▶ _EXERCISE REQUIREMENTS_
1. Retype the part of the forum excerpt starting at "And I'd like" and ending at "outside of car.".
2. List every raw bumper material the forum excerpt names in connection with solvent cleaner.

-- EXCERPT PROVIDED start --

And I'd like to go on the record and say that Brian has probably never been more wrong in the history of the world than he is now. McDonald's is ****ing AWESOME anyway you slice it.
03-17-2013 10:33 AM
deadbodyman
Quote:
Originally Posted by BarryK View Post
Sooooo, what one are you talking about, that is crap??

There are a number on the market and funny thing about this they are made to accomplish certian things and they usually do that very well.
Some are made for bumpers, some are made for interior work, some for cleaning normal bare metal and prep work outside of car.

They all do good for what they are made for but one made to do interior, is not going to work on bare metal worth a crap.

Do I also take this as you use a solvent cleaner on TPO, TEO, PP and PE raw bumpers???? What is the comeback ratio?

Buy the solvents at ace hardware or use the wrong solvent for the job and yes, I can see why you think it is crap.

-- EXCERPT PROVIDED end --
-- ENTRIES SHOWN start --

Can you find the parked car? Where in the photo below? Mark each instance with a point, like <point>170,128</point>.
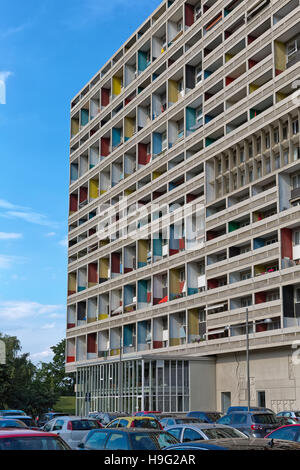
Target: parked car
<point>205,416</point>
<point>290,414</point>
<point>287,433</point>
<point>255,444</point>
<point>72,429</point>
<point>231,409</point>
<point>252,423</point>
<point>106,418</point>
<point>194,446</point>
<point>30,423</point>
<point>145,422</point>
<point>12,413</point>
<point>284,420</point>
<point>12,423</point>
<point>17,439</point>
<point>170,421</point>
<point>203,431</point>
<point>126,439</point>
<point>45,418</point>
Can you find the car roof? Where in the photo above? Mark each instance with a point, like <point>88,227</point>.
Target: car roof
<point>24,433</point>
<point>199,426</point>
<point>254,443</point>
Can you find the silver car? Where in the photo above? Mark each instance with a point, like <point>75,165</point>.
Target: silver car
<point>72,429</point>
<point>290,414</point>
<point>203,431</point>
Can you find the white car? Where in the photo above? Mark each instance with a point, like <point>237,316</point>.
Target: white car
<point>72,429</point>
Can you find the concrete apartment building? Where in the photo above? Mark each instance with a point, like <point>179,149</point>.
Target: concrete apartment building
<point>185,210</point>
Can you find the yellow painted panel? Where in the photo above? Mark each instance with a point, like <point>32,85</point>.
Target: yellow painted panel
<point>129,127</point>
<point>280,55</point>
<point>74,126</point>
<point>173,91</point>
<point>94,189</point>
<point>193,322</point>
<point>253,87</point>
<point>117,85</point>
<point>143,251</point>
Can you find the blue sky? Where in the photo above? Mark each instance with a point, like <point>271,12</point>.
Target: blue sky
<point>49,49</point>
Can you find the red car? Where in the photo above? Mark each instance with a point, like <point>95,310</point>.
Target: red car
<point>291,432</point>
<point>17,439</point>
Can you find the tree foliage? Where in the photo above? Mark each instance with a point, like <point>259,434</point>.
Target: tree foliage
<point>34,389</point>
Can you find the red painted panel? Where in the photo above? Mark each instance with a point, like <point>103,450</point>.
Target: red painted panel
<point>212,284</point>
<point>73,202</point>
<point>92,343</point>
<point>104,96</point>
<point>252,63</point>
<point>286,243</point>
<point>229,80</point>
<point>83,194</point>
<point>260,297</point>
<point>105,144</point>
<point>115,263</point>
<point>92,273</point>
<point>142,154</point>
<point>189,14</point>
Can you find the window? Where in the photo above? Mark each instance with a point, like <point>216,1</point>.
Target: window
<point>295,126</point>
<point>58,425</point>
<point>175,432</point>
<point>291,47</point>
<point>191,435</point>
<point>96,441</point>
<point>117,442</point>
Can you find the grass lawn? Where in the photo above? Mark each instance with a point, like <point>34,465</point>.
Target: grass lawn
<point>66,405</point>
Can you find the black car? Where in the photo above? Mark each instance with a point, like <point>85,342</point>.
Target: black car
<point>205,416</point>
<point>252,423</point>
<point>45,418</point>
<point>106,418</point>
<point>127,439</point>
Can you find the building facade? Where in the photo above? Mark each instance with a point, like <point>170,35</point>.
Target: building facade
<point>185,210</point>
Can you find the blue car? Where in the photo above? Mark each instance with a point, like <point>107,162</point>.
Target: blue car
<point>205,416</point>
<point>194,446</point>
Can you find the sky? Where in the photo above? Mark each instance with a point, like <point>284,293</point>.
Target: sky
<point>49,50</point>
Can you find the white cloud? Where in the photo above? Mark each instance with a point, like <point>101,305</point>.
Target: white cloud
<point>64,242</point>
<point>48,326</point>
<point>13,311</point>
<point>10,236</point>
<point>7,262</point>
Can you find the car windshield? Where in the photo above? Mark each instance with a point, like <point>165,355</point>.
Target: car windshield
<point>214,416</point>
<point>32,443</point>
<point>221,433</point>
<point>264,418</point>
<point>12,423</point>
<point>151,441</point>
<point>146,423</point>
<point>84,424</point>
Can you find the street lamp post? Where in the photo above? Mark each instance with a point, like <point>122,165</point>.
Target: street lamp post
<point>247,358</point>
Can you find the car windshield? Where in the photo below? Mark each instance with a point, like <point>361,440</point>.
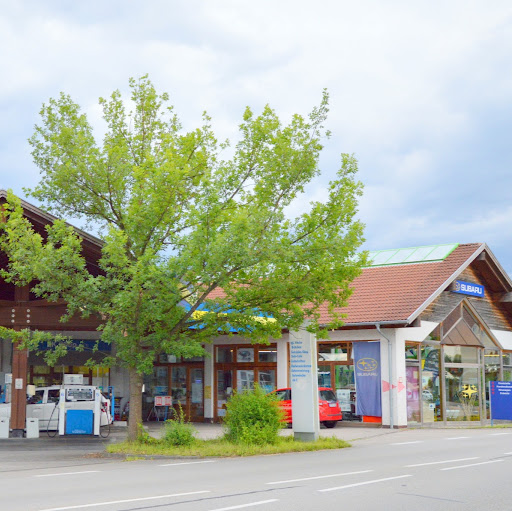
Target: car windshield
<point>283,395</point>
<point>327,395</point>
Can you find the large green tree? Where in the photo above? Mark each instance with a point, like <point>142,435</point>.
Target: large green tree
<point>182,215</point>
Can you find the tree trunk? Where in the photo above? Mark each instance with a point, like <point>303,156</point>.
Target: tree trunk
<point>135,417</point>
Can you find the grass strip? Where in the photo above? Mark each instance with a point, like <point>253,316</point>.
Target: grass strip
<point>220,447</point>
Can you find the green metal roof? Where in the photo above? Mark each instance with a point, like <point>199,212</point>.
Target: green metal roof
<point>411,254</point>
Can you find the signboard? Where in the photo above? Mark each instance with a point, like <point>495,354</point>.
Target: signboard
<point>304,384</point>
<point>367,376</point>
<point>468,288</point>
<point>343,396</point>
<point>163,400</point>
<point>500,395</point>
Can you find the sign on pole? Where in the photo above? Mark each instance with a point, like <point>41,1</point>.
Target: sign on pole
<point>500,400</point>
<point>304,384</point>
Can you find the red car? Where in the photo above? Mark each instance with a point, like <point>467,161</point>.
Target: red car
<point>330,412</point>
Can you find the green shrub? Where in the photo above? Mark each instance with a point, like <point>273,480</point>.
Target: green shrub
<point>178,431</point>
<point>253,417</point>
<point>143,437</point>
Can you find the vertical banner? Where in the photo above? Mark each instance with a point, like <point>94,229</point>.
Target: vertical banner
<point>367,371</point>
<point>304,384</point>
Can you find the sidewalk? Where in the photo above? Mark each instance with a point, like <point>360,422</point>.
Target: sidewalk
<point>345,432</point>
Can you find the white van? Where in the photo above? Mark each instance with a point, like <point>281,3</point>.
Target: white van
<point>44,404</point>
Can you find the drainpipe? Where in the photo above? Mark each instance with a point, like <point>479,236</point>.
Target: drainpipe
<point>390,376</point>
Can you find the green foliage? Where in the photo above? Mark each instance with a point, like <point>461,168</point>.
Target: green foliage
<point>222,448</point>
<point>143,437</point>
<point>178,220</point>
<point>178,431</point>
<point>253,417</point>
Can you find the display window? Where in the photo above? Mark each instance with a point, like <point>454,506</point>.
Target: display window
<point>238,367</point>
<point>336,371</point>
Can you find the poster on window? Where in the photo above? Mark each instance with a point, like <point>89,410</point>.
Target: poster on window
<point>367,373</point>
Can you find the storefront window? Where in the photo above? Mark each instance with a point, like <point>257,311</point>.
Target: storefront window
<point>412,375</point>
<point>460,354</point>
<point>462,394</point>
<point>332,353</point>
<point>267,355</point>
<point>245,355</point>
<point>430,383</point>
<point>224,390</point>
<point>225,355</point>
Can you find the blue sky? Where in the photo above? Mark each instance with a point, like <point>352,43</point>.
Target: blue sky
<point>420,92</point>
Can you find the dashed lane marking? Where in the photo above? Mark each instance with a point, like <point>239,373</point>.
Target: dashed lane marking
<point>365,482</point>
<point>471,465</point>
<point>251,504</point>
<point>440,462</point>
<point>68,473</point>
<point>320,477</point>
<point>125,501</point>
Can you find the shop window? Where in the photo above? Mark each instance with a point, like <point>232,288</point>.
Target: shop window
<point>245,355</point>
<point>412,352</point>
<point>332,353</point>
<point>430,383</point>
<point>225,355</point>
<point>460,354</point>
<point>267,355</point>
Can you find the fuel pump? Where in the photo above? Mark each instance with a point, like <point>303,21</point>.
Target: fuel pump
<point>82,410</point>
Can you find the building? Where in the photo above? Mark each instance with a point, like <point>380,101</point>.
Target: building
<point>442,316</point>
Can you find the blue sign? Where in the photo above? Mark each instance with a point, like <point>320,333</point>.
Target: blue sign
<point>367,373</point>
<point>500,395</point>
<point>468,288</point>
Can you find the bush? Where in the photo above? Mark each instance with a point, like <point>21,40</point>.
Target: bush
<point>253,417</point>
<point>178,431</point>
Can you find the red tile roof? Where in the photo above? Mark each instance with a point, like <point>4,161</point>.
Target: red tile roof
<point>394,293</point>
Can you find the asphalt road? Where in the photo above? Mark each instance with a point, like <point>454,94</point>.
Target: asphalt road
<point>410,470</point>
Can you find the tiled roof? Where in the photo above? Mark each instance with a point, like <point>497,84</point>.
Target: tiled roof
<point>394,293</point>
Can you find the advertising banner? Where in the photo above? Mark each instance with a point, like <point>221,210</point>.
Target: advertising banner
<point>367,373</point>
<point>500,394</point>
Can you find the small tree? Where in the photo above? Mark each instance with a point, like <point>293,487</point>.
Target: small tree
<point>253,417</point>
<point>179,221</point>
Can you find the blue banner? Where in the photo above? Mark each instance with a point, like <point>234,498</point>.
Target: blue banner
<point>500,394</point>
<point>367,374</point>
<point>468,288</point>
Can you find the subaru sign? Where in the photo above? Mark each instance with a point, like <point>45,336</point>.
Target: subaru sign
<point>468,288</point>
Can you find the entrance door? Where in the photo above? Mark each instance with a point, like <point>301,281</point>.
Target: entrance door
<point>187,391</point>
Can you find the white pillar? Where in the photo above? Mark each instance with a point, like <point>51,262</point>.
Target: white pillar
<point>304,384</point>
<point>393,385</point>
<point>282,363</point>
<point>209,390</point>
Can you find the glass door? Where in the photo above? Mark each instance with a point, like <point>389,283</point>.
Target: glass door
<point>187,391</point>
<point>462,394</point>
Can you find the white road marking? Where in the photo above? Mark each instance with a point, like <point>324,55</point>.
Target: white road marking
<point>439,462</point>
<point>259,503</point>
<point>124,501</point>
<point>320,477</point>
<point>68,473</point>
<point>365,482</point>
<point>185,463</point>
<point>471,465</point>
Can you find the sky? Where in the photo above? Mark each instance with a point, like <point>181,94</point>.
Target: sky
<point>420,92</point>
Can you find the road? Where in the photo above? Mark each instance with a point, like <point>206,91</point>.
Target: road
<point>463,469</point>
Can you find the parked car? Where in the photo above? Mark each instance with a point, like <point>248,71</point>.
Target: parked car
<point>329,408</point>
<point>43,404</point>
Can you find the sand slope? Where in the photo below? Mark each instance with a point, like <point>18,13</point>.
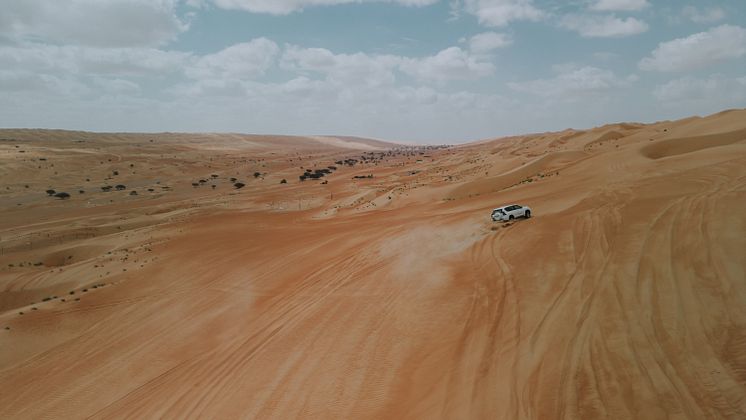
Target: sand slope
<point>386,297</point>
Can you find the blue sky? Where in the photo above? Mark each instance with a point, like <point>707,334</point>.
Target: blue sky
<point>406,70</point>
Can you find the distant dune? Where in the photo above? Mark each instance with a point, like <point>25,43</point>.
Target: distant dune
<point>256,276</point>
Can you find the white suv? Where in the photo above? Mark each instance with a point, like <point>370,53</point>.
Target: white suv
<point>510,212</point>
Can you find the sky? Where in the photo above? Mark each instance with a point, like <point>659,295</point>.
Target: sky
<point>424,71</point>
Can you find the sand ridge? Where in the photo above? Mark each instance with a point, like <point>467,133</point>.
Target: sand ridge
<point>389,296</point>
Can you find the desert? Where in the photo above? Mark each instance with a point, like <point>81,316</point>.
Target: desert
<point>210,276</point>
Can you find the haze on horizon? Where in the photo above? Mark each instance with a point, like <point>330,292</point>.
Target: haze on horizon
<point>401,70</point>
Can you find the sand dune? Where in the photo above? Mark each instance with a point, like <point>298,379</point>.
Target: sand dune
<point>391,296</point>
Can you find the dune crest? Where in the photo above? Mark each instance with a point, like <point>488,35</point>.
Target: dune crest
<point>210,275</point>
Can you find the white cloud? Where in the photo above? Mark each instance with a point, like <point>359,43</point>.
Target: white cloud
<point>100,23</point>
<point>619,5</point>
<point>698,50</point>
<point>82,61</point>
<point>502,12</point>
<point>607,26</point>
<point>488,41</point>
<point>702,95</point>
<point>240,61</point>
<point>283,7</point>
<point>450,64</point>
<point>709,15</point>
<point>372,70</point>
<point>572,83</point>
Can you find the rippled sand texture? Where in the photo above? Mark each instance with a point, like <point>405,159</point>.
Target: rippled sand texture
<point>386,297</point>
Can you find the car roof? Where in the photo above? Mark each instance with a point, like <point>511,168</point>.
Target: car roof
<point>503,207</point>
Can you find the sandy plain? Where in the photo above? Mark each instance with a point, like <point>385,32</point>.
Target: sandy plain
<point>386,297</point>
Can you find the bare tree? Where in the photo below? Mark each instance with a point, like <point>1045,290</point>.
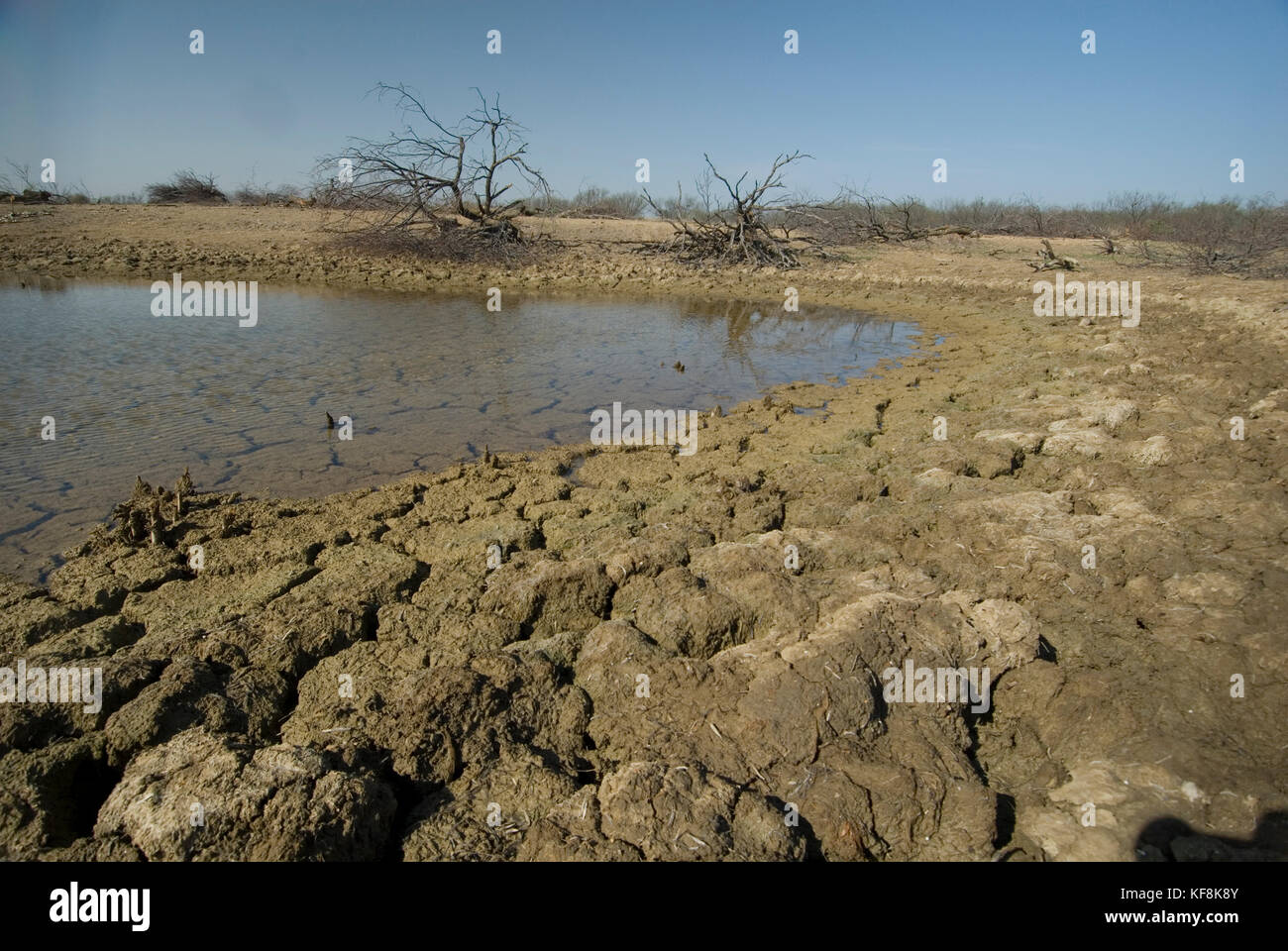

-- ENTRIES SHOWN end --

▶ _FINAL ANSWERS_
1.
And I'd like to go on the record and say that Brian has probably never been more wrong in the history of the world than he is now. McDonald's is ****ing AWESOME anyway you slice it.
03-17-2013 10:33 AM
deadbodyman
Quote:
Originally Posted by BarryK View Post
Sooooo, what one are you talking about, that is crap??

There are a number on the market and funny thing about this they are made to accomplish certian things and they usually do that very well.
Some are made for bumpers, some are made for interior work, some for cleaning normal bare metal and prep work outside of car.

2. TPO, TEO, PP, PE